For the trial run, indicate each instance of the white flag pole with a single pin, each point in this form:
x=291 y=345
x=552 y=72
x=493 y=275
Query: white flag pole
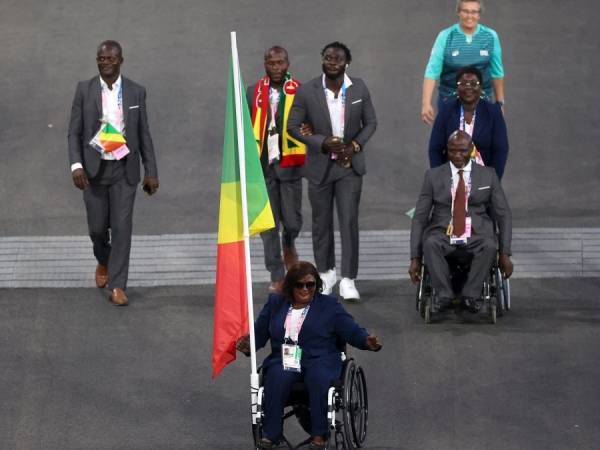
x=242 y=164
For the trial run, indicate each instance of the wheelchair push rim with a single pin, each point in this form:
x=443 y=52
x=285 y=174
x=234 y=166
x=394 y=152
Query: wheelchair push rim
x=355 y=406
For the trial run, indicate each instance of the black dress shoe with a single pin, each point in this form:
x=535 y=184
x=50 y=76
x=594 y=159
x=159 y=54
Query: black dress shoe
x=265 y=443
x=473 y=305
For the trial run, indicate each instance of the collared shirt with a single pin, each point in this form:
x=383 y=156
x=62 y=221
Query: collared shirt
x=337 y=106
x=466 y=177
x=112 y=108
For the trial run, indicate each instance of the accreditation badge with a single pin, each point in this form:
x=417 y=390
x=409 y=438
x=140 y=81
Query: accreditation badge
x=462 y=240
x=273 y=146
x=291 y=355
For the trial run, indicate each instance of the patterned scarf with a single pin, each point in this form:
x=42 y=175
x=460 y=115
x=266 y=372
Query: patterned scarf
x=293 y=152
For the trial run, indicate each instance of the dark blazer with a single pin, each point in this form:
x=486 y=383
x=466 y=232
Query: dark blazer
x=310 y=106
x=86 y=113
x=283 y=173
x=489 y=134
x=326 y=322
x=487 y=200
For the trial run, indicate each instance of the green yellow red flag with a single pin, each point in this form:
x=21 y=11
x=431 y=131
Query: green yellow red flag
x=231 y=309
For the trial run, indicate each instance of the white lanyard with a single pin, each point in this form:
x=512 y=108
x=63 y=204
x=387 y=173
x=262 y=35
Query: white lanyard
x=343 y=105
x=293 y=334
x=463 y=124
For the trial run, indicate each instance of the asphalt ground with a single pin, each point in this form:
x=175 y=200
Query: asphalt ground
x=179 y=50
x=78 y=373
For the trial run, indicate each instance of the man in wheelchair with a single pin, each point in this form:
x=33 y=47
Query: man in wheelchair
x=305 y=328
x=456 y=211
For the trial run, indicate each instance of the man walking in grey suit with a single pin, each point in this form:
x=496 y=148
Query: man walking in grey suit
x=339 y=109
x=281 y=158
x=458 y=205
x=108 y=135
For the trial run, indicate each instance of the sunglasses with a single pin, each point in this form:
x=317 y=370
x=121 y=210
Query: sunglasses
x=308 y=285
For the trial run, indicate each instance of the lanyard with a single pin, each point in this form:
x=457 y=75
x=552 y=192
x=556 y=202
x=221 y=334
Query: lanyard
x=273 y=105
x=343 y=105
x=288 y=324
x=106 y=102
x=453 y=192
x=462 y=122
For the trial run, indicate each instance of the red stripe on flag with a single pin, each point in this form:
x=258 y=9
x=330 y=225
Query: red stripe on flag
x=231 y=304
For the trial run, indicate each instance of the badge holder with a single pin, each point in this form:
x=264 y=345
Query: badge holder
x=460 y=240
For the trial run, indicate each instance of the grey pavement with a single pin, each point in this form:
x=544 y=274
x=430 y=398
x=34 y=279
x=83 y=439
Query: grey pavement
x=179 y=51
x=190 y=259
x=78 y=373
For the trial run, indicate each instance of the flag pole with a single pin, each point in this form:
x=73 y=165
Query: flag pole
x=246 y=233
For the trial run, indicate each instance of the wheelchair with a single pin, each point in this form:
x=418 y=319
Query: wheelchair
x=495 y=292
x=347 y=412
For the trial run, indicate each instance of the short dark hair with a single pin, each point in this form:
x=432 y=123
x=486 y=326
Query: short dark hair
x=111 y=44
x=297 y=272
x=276 y=49
x=337 y=44
x=469 y=70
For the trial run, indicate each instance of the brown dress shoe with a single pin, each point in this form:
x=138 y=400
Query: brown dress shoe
x=290 y=257
x=118 y=297
x=101 y=276
x=276 y=286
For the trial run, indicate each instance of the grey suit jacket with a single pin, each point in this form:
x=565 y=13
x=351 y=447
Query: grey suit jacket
x=283 y=173
x=86 y=113
x=310 y=106
x=486 y=201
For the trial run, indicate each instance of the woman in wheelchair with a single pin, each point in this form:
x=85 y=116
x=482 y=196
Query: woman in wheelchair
x=305 y=328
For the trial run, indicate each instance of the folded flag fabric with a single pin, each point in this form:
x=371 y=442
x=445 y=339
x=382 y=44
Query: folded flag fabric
x=110 y=140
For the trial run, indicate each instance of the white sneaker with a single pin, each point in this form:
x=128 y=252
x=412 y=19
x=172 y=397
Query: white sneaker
x=348 y=291
x=329 y=280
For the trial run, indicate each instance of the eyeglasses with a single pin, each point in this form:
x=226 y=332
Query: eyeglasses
x=472 y=84
x=471 y=12
x=108 y=59
x=308 y=285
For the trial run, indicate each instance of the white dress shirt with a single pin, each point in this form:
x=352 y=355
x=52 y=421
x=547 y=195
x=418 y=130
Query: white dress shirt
x=337 y=106
x=112 y=111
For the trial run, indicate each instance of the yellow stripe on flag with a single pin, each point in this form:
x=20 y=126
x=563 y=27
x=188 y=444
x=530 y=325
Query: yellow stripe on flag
x=230 y=219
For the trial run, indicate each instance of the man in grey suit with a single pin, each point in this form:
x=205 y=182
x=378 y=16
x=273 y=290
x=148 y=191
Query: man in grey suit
x=283 y=178
x=447 y=204
x=109 y=179
x=339 y=109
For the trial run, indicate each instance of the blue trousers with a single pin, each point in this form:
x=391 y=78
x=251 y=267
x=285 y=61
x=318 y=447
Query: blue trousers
x=278 y=384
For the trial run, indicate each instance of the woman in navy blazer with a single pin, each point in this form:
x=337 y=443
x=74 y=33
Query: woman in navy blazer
x=324 y=324
x=470 y=111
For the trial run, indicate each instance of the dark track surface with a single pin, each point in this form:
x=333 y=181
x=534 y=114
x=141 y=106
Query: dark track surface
x=179 y=51
x=79 y=373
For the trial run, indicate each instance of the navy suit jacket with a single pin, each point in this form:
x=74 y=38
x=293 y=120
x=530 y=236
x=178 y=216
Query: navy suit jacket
x=490 y=136
x=326 y=323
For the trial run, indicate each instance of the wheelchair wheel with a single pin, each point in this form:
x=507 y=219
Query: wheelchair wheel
x=493 y=313
x=355 y=405
x=506 y=293
x=257 y=434
x=427 y=314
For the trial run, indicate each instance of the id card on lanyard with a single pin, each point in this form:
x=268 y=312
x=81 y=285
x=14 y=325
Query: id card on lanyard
x=291 y=352
x=462 y=239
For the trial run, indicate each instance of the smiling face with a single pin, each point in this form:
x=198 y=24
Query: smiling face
x=276 y=65
x=459 y=150
x=468 y=15
x=468 y=88
x=334 y=62
x=109 y=62
x=304 y=290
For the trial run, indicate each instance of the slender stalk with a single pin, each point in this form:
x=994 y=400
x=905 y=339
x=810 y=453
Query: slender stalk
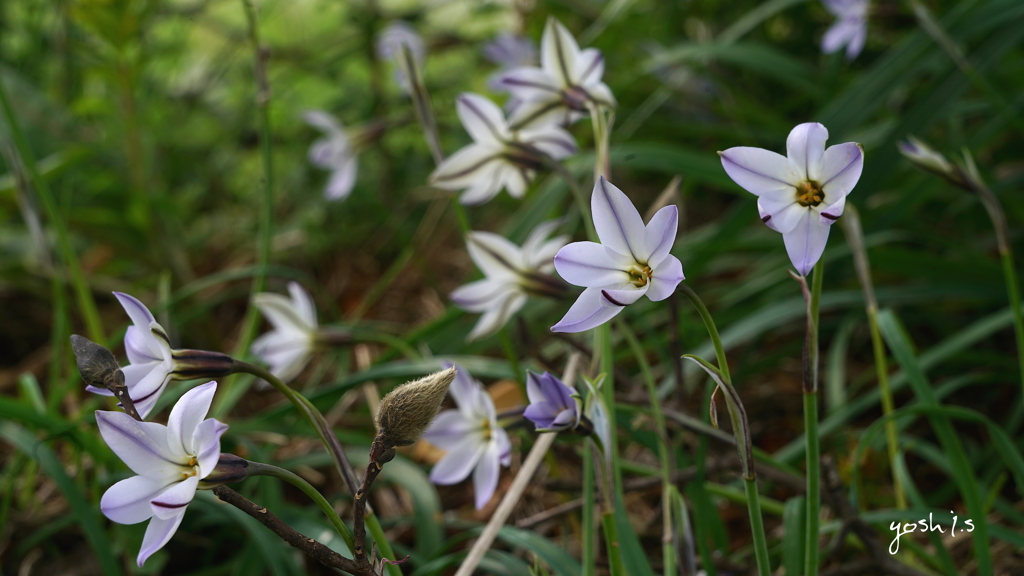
x=86 y=303
x=259 y=468
x=666 y=467
x=250 y=322
x=855 y=239
x=813 y=298
x=739 y=425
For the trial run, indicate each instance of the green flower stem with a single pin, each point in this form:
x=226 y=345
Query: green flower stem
x=666 y=466
x=811 y=418
x=330 y=441
x=86 y=303
x=259 y=468
x=587 y=536
x=855 y=239
x=739 y=425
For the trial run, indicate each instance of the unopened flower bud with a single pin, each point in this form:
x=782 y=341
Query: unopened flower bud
x=927 y=158
x=96 y=364
x=195 y=364
x=407 y=411
x=229 y=468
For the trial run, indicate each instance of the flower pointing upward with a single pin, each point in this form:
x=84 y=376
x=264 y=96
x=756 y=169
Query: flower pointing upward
x=560 y=89
x=632 y=260
x=499 y=158
x=800 y=196
x=169 y=460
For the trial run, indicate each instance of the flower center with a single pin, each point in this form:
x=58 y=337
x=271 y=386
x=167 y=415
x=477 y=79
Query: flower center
x=640 y=277
x=190 y=469
x=809 y=193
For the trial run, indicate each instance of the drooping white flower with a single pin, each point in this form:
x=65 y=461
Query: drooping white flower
x=288 y=346
x=169 y=460
x=470 y=436
x=333 y=152
x=850 y=29
x=632 y=260
x=559 y=90
x=152 y=362
x=800 y=196
x=511 y=274
x=499 y=158
x=393 y=40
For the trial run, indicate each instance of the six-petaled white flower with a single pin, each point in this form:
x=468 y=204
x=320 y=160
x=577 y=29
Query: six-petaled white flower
x=511 y=274
x=288 y=346
x=632 y=260
x=803 y=195
x=169 y=460
x=333 y=152
x=499 y=158
x=559 y=90
x=470 y=436
x=850 y=29
x=152 y=362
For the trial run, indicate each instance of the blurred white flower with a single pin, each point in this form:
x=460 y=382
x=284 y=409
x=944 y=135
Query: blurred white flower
x=470 y=436
x=499 y=158
x=850 y=29
x=803 y=195
x=632 y=260
x=333 y=152
x=391 y=41
x=288 y=346
x=169 y=462
x=559 y=90
x=511 y=273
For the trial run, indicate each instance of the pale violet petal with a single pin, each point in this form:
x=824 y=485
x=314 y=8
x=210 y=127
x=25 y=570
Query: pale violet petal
x=589 y=68
x=551 y=139
x=340 y=184
x=806 y=243
x=832 y=213
x=467 y=166
x=450 y=428
x=616 y=219
x=668 y=275
x=281 y=313
x=458 y=462
x=189 y=410
x=804 y=146
x=660 y=235
x=591 y=264
x=485 y=476
x=586 y=313
x=173 y=500
x=157 y=534
x=128 y=500
x=559 y=52
x=303 y=303
x=494 y=254
x=142 y=446
x=206 y=445
x=139 y=315
x=498 y=316
x=482 y=119
x=622 y=295
x=841 y=168
x=760 y=171
x=529 y=83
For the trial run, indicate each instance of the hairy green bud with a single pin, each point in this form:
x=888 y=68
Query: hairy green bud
x=407 y=411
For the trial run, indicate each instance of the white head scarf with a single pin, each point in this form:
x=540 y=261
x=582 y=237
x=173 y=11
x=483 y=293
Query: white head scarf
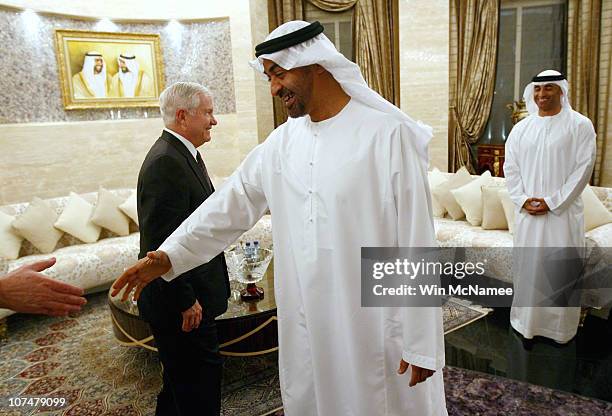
x=128 y=79
x=320 y=50
x=97 y=82
x=532 y=107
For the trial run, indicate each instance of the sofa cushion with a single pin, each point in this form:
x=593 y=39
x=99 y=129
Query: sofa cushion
x=493 y=216
x=89 y=265
x=129 y=207
x=509 y=209
x=446 y=198
x=36 y=225
x=595 y=212
x=436 y=178
x=76 y=220
x=469 y=197
x=10 y=241
x=108 y=215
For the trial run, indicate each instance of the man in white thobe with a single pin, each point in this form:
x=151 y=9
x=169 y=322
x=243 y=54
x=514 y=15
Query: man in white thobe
x=131 y=81
x=549 y=160
x=92 y=81
x=347 y=170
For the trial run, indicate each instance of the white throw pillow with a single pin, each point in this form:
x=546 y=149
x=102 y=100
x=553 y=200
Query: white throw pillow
x=444 y=196
x=129 y=208
x=508 y=206
x=595 y=212
x=108 y=215
x=469 y=198
x=35 y=224
x=76 y=220
x=10 y=241
x=436 y=178
x=493 y=216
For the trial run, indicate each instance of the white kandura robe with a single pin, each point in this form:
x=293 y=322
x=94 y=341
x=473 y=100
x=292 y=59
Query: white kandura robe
x=332 y=187
x=551 y=158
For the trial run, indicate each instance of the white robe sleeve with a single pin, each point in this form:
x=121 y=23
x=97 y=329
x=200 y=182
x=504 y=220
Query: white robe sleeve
x=580 y=176
x=423 y=333
x=220 y=220
x=512 y=171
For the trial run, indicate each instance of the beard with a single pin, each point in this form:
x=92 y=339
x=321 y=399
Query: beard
x=298 y=108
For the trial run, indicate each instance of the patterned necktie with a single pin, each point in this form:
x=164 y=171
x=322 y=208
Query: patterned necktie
x=203 y=167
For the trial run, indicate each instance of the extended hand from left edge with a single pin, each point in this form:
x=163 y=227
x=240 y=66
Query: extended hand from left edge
x=418 y=374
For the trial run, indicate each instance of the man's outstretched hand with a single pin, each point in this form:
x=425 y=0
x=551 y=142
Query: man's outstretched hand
x=142 y=273
x=418 y=374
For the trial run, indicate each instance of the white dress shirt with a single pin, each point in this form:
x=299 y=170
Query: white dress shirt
x=186 y=142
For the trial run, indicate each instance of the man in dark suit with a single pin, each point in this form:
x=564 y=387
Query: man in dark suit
x=172 y=183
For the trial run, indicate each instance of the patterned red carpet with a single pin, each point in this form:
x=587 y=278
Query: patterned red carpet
x=78 y=359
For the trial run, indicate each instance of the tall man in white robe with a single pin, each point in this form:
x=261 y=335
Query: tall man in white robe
x=549 y=160
x=347 y=170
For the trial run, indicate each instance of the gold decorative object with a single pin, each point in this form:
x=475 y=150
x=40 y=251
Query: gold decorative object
x=519 y=110
x=142 y=49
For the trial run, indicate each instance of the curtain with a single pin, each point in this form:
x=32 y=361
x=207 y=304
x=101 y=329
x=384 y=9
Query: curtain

____

> WHAT TO PRODUCE: In the listing above, find the line holding "x=383 y=156" and the line holding "x=466 y=232", then output those two lines and every line between them exactly.

> TASK OUTPUT:
x=383 y=156
x=62 y=221
Query: collared shirt
x=337 y=106
x=466 y=177
x=112 y=108
For the trial run, indicate each instance of the accreditation badge with a single pin, each point in this form:
x=417 y=390
x=409 y=438
x=140 y=81
Query: accreditation badge
x=462 y=240
x=273 y=146
x=291 y=355
For the trial run, indicate each instance of the patterned scarf with a single pin, each point in this form:
x=42 y=175
x=460 y=115
x=266 y=372
Query: patterned scarf
x=293 y=152
For the trial run, indicate each instance of the dark blazer with a single pin, each point in this form:
x=486 y=383
x=466 y=232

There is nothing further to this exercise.